**GIVEN INFORMATION:**
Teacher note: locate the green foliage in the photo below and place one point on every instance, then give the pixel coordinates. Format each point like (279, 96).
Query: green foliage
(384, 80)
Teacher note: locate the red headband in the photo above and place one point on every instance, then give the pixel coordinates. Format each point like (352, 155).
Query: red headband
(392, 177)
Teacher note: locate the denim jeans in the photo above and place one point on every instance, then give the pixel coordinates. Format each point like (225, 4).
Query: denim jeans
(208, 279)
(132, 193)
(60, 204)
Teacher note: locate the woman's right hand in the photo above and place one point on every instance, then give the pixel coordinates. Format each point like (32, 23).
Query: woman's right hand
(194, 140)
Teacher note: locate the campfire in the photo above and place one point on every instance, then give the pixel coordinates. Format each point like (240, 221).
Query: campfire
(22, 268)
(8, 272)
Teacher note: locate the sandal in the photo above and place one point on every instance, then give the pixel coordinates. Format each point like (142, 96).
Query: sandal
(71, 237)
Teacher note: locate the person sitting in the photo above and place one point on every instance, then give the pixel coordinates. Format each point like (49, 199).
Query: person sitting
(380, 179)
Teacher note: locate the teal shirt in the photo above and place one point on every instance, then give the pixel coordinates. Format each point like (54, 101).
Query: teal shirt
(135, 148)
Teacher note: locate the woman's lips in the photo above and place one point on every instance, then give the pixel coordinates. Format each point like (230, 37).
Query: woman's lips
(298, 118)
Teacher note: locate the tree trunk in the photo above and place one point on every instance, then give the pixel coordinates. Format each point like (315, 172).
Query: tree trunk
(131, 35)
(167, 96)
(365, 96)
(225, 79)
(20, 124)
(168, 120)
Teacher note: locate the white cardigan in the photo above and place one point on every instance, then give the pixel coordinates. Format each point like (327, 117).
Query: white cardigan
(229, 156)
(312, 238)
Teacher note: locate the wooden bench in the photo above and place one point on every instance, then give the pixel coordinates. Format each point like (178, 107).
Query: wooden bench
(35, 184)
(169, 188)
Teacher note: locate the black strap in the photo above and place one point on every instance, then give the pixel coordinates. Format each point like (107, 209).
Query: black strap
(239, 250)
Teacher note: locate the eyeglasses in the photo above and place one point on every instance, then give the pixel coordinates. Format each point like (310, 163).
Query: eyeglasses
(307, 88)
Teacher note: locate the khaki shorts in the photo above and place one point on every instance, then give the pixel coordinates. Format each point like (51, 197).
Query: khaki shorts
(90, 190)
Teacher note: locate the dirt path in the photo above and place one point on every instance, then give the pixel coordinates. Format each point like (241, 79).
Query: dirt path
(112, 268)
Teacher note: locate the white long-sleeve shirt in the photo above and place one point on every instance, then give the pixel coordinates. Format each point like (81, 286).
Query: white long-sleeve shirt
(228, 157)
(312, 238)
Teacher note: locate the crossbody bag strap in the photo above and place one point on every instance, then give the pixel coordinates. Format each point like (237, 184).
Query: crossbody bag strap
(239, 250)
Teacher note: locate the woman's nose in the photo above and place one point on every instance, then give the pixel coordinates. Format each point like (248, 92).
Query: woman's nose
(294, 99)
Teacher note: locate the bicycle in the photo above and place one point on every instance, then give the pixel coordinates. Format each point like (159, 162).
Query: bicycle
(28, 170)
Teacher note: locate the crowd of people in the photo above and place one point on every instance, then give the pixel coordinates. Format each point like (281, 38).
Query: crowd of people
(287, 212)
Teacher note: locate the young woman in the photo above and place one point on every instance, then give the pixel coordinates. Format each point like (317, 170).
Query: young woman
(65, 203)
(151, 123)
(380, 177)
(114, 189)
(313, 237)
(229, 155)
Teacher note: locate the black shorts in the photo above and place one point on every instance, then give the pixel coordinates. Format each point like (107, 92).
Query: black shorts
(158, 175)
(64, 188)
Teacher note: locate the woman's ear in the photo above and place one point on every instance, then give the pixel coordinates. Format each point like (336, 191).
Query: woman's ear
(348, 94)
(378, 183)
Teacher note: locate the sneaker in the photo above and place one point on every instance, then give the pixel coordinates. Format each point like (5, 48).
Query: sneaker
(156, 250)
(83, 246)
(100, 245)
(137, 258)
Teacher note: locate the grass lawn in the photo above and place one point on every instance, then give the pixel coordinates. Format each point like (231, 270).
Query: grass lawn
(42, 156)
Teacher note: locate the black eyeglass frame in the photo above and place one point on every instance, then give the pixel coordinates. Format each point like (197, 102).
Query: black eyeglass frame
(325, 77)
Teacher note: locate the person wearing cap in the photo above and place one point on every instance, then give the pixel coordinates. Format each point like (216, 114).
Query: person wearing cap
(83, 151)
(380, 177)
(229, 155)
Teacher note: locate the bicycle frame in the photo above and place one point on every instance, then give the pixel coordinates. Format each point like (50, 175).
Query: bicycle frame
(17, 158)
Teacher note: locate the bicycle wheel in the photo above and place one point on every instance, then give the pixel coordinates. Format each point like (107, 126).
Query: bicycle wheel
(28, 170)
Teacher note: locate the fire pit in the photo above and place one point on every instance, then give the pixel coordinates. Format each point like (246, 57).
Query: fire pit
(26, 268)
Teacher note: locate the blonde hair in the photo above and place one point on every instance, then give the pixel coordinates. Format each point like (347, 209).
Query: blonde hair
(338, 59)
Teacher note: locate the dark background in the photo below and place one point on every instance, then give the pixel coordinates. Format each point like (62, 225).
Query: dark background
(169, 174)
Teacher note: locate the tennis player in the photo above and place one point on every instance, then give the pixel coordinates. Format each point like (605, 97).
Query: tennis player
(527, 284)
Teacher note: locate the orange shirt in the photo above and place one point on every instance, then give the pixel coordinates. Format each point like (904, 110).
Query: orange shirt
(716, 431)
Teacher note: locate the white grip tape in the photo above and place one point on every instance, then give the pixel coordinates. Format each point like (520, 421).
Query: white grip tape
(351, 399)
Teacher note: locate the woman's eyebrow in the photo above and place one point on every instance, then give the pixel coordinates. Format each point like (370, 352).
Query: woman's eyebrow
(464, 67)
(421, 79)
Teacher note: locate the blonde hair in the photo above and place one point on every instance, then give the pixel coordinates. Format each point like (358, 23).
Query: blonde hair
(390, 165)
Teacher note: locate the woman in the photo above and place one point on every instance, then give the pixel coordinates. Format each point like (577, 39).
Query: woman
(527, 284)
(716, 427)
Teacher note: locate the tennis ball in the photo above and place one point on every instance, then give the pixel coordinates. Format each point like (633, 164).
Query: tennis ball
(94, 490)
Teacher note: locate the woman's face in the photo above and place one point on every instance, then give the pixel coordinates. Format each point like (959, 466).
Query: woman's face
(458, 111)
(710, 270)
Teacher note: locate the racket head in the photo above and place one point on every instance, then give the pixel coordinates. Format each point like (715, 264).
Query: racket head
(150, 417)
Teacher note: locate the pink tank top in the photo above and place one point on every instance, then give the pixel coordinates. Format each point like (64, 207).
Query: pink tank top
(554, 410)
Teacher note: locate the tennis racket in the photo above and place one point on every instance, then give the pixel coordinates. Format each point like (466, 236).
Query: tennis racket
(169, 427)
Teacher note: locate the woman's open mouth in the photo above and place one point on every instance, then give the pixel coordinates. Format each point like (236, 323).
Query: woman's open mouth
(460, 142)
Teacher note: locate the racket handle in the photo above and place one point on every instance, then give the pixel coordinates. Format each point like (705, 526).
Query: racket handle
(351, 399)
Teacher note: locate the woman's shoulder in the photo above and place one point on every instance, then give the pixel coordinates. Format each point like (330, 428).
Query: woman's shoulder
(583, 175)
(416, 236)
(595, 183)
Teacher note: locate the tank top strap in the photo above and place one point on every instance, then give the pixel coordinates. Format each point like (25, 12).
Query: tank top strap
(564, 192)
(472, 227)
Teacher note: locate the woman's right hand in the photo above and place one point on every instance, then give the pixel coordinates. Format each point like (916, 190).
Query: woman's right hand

**PROBLEM DESCRIPTION:** Return all of the lines above unchanged, from first to last.

**TASK RESPONSE:**
Teacher note: locate the green foliage in the photo below and place one point on every instance, then give the pixel coordinates. Format each point like (279, 96).
Query: green foliage
(384, 80)
Teacher note: locate the red headband in the photo above and place one point on every instance, then give the pixel coordinates. Format each point like (352, 155).
Query: red headband
(392, 177)
Teacher note: locate the denim jeans in the photo above and place one point on every instance, then give the pixel coordinates. Format each point like (225, 4).
Query: denim jeans
(208, 279)
(132, 193)
(60, 204)
Teacher note: locate the woman's right hand in the photo above and place one point on every instance, then give the pixel coordinates. Format each point like (32, 23).
Query: woman's right hand
(194, 140)
Teacher note: locate the campfire in the photo above and place one point on every instance, then give the pixel coordinates. Format each point like (240, 221).
Query: campfire
(22, 268)
(8, 272)
Teacher note: locate the sandal in the photo above and place one point on every instance, then give the pixel coordinates. Format each point like (142, 96).
Query: sandal
(71, 237)
Teacher note: locate the person sitting in the photo above and place one point on every instance, then give the pixel coordinates. Format each point like (49, 199).
Query: person sitting
(380, 179)
Teacher note: locate the teal shirt in the photo above and place one point on every instance, then give the pixel coordinates. Format each point like (54, 101).
Query: teal shirt
(135, 148)
Teacher note: locate the woman's lips in the photo above and place one point on every instance, then give the pixel coordinates. Format each point like (230, 37).
Query: woman's lips
(298, 118)
Teacher note: locate the tree trunk in the photo above and place one point on every instance, then give the pixel coordinates. Format each point like (315, 172).
Query: tree trunk
(131, 35)
(167, 96)
(365, 96)
(225, 79)
(20, 124)
(168, 120)
Teacher note: locate the white cardigan in the photo above and place one point on every instance, then give the pixel coordinates. Format each point like (327, 117).
Query: white cardigan
(229, 156)
(312, 238)
Teacher note: locate the wooden bench in the photo above and place one point on every instance, then give the pixel coordinates. Format each point like (178, 107).
Query: wooden bench
(35, 184)
(169, 188)
Teacher note: locate the black strap in the photo above and place one point on every instance, then give the pixel coordinates. Format each point like (107, 209).
Query: black strap
(239, 250)
Teacher note: locate the eyeglasses in the photo above and place one point on every instance, then give the pixel coordinates. Format each point like (310, 163).
Query: eyeglasses
(307, 88)
Teacher note: locate the khaki shorts in the photo above and place one point on every instance, then give the pixel coordinates. Format each point like (51, 197).
Query: khaki shorts
(90, 190)
Teacher note: locate the dirt path in the photo above and place one point on every instance, then give the pixel coordinates. Format each point like (241, 79).
Query: dirt path
(112, 268)
Teacher note: locate the white long-sleeve shirt in the photo above and place one point on every instance, then give the pixel coordinates. Format each point like (81, 286).
Query: white long-sleeve shirt
(228, 157)
(312, 238)
Teacher note: locate the crossbody bag strap in the photo above and place one point on every instance, then give the pixel coordinates. Format each point like (237, 184).
Query: crossbody bag strap
(239, 250)
Teacher note: locate the woman's nose in the photo above and place one point on every instance, then give the pixel coordinates. Format each point like (248, 92).
Query: woman's nose
(294, 99)
Teacher note: locate the bicycle in the photo above and place one point on every instance, then give the pixel coordinates. Format each point like (159, 162).
Query: bicycle
(28, 170)
Teacher note: locate the crowd of people in the photo above and place one point on every instance, then give the pixel coordinates. Format each point like (281, 38).
Query: crowd of people
(287, 212)
Teacher note: locate the young woman in the photo above and place one point on every instance, then give the pixel coordinates. Format each point like (317, 170).
Query: young woman
(65, 203)
(151, 123)
(380, 177)
(114, 189)
(313, 237)
(229, 155)
Teacher note: locate the black shorts in the photo above and place one point on every instance, then give the pixel coordinates. Format each point like (107, 92).
Query: black shorts
(158, 175)
(64, 188)
Teacher note: locate the woman's ear in the photo above and place one point on every instance, then give the pixel coordinates. Format each point like (336, 191).
Query: woman's ear
(348, 94)
(378, 183)
Teacher note: locate the sneaker in the photo above and place one point on every instance, then give the pixel coordinates. Format each point like (5, 48).
Query: sneaker
(156, 250)
(83, 246)
(100, 245)
(137, 258)
Teacher note: locate the grass lawn in the photo above and place one point on every instance, then give the pixel coordinates. Format each point like (231, 270).
Query: grass lawn
(42, 156)
Teacher note: locate the black eyeglass frame in the photo above and place one point on every instance, then give the pixel coordinates. Format each point like (197, 102).
Query: black eyeglass frame
(325, 77)
Teacher note: locate the person wearing cap in the photo above and place one point on every instance, then give the pixel coordinates. Format each point like (216, 114).
Query: person wearing cap
(83, 151)
(380, 177)
(229, 155)
Teacher note: locate the bicycle frame in the photo above and place one point on every instance, then give the pixel coordinates. Format each point like (50, 175).
Query: bicycle frame
(17, 158)
Teacher note: locate the bicycle wheel in the photo above and place one point on every instance, then give the pixel coordinates. Format each point like (107, 126).
Query: bicycle wheel
(28, 170)
Teacher note: locate the fire pit in the photo above and place one point on every instance, then give the pixel coordinates. Format each point like (246, 57).
Query: fire pit
(26, 268)
Teacher note: locate the blonde hair in the photo above and place one point on every instance, then give the pixel coordinates. Format each point like (347, 209).
Query: blonde hair
(338, 59)
Teacher note: locate the dark background in the photo below and place one point on every instance, then give the pixel coordinates. Format each point like (62, 225).
Query: dark background
(169, 174)
Teacher note: locate the tennis player in the photo above and place one point on every instance, then give the pixel coordinates. Format each point like (605, 97).
Query: tennis player
(527, 284)
Teacher note: locate the orange shirt in the photo above and place one point on every instance, then give the pixel coordinates. Format each point like (904, 110).
Query: orange shirt
(716, 431)
Teacher note: locate the white grip tape in the photo above and place one point on every instance, then give the pixel coordinates. Format each point like (520, 421).
Query: white grip tape
(351, 399)
Teacher note: locate the woman's eyebrow in the photo above and place one point on every instance, then give the pixel coordinates. Format each point like (370, 352).
Query: woman's eyebrow
(464, 67)
(421, 79)
Teacher note: locate the blonde hair in the photo above and place one point on every instance, then give the pixel coordinates. Format each point like (358, 23).
Query: blonde hair
(390, 165)
Teacher note: locate the woman in the photo above and place one point on every instance, then give the pixel coordinates. Format each point like (577, 39).
Query: woman
(527, 284)
(716, 427)
Teacher note: locate the tennis ball in the photo above and place one point on every instance, then give the pixel coordinates. Format each point like (633, 164).
Query: tennis ball
(94, 490)
Teacher note: locate the woman's face in the photo above and place one point on every instance, then give the pixel coordinates. Format each point like (959, 466).
Query: woman's face
(458, 111)
(710, 270)
Teacher note: locate the racket head in the photo above and place one point on every instance, then give the pixel coordinates. Format each point like (715, 264).
Query: racket head
(150, 417)
Teacher note: locate the pink tank top in the photo above and place one point on every instance, then give the pixel coordinates. Format each point like (64, 207).
Query: pink tank top
(554, 410)
Teacher note: locate the tennis racket in the photo above and place one point on every instance, then give the pixel coordinates. Format each point like (466, 236).
Query: tennis racket
(169, 427)
Teacher note: locate the woman's open mouth in the photo above and place one point on every instance, then give the pixel coordinates. Format each point like (236, 323).
Query: woman's open mouth
(460, 142)
Teacher note: locate the racket handle in the photo above and place one point on every instance, then give the pixel coordinates. Format each point like (705, 526).
Query: racket handle
(351, 399)
Teacher note: locate the woman's shoulder in the photo above and place one point on every instance, then give the pixel coordinates. Format each point like (330, 428).
Query: woman's shoulder
(583, 175)
(416, 236)
(595, 183)
Teacher note: locate the tank top strap in the photo above and place one point on every instance, then give the pixel coordinates. Format each point like (25, 12).
Query: tank top strap
(564, 192)
(472, 227)
Teacher note: locate the woman's right hand in the photo above and place one point on every instance, then give the pixel coordinates. Format each point like (916, 190).
Query: woman's right hand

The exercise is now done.